▸ Text passage
• • • • • • •

30 Jun 2017Other Essays

Women from history and literature have been regarded as less inferior gender than men. Women’s roles and identity was often linked to home, family and childbearing. Their roles created by society strictly confined to motherhood and domesticity. The general notion that women is intellectually less capable than restricted them to get involve in politics and other societal movements. Politics, employment, leadership and even education were initially for men’s domain. Women in the past due to limited literacy accepted these roles as part of the “natural order of things”. Their lives and the realities of their existence totally conformed to the given standard of the society.

But these assumed roles for women started to reexamine as time passes by that can be reflected from societal movements. Literature even from the past explored the topics of women’s role as part of the societal concerns.

Literature has been an effective tool for social awakening. Perhaps Harold Pinter who wrote “The Homecoming” is one of the most straightforward writers that boldly illustrate women’s role form the past through making a point of comparison between his fictional characters: Jessie and Ruth.

The men’s attitude towards women is one of the most dominant themes of this play. The family’s sense of tyranny and patriarchal dominance greatly influence their way of perceiving women. Women in return becomes outcast. Male’s attitude towards women in this story illustrates and reassures male superiority and status. There are two female characters in the story namely: Jessie and Ruth. Their characters depict how the writer made a representation with the gender roles. The traditional portrayal of Jessie’s character reflects constraints of traditional notion of being at home. Ruth’s character on the other hand reflects women in urban life.

• • • • • • •

▸ Supplied information
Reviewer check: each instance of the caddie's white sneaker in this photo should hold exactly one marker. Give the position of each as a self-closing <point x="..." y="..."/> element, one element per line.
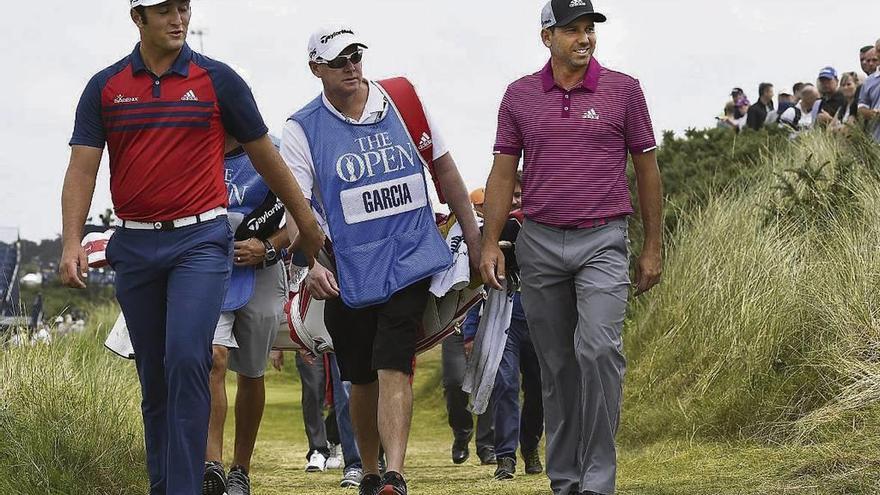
<point x="335" y="460"/>
<point x="317" y="463"/>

• • • • • • •

▸ Your tasks
A) Summarize the essay on women's roles in two sentences.
B) According to the essay on women's roles, which two female characters appear in "The Homecoming"?
C) Carry the essay on women's roles forward from its final sentence.
The listing plays no part in what you need to do.

▸ Results
A) Women were long confined to home, family and childbearing and kept out of politics, employment, leadership and education, and they accepted these roles as the natural order of things. Harold Pinter's "The Homecoming" shows this through its men's patriarchal attitude toward women and through the contrast between Jessie, who reflects the traditional notion of being at home, and Ruth, who reflects women in urban life.

B) Jessie and Ruth.

C)
Though Jessie is already dead, Teddy’s family still reminisce her memories that is completely confine to domesticity and motherhood. Their conversation towards Jessie reflects their dependency especially in the case of his husband.

“I've never had a whore under this roof before. Ever since your mother (Jessie) died (Pinter 1994)”

This statement from Jessie’s husband unconsciously perceives his wife as sexual-social status symbol rather than a life partner. Jessie’s husband illustrates a primitive and traditional man that perceives women as captives that must satisfy the monstrous or sexual equilibrium of a husband. There is a degree of family’s possessiveness and exploitation of how they treat Jessie. Jessie, the dead wife and mother, is a figure whose absence became the central of the play. Jessie’s absence made the male realized how important it is to have a female inside the house. Max, Jessie’s husband spoke of Jessie both with gentleness yet obvious disapproval.

“Mind you, she wasn't such a bad woman. Even though it made me sick just to look at her rotten stinking face, she wasn't such a bad bitch” (Pinter 1994).

The way he approach his wife that is very traditional reflects his ignorance that women also have their own sense of individuality. His sense of morality is very low that perhaps reflects his level of education.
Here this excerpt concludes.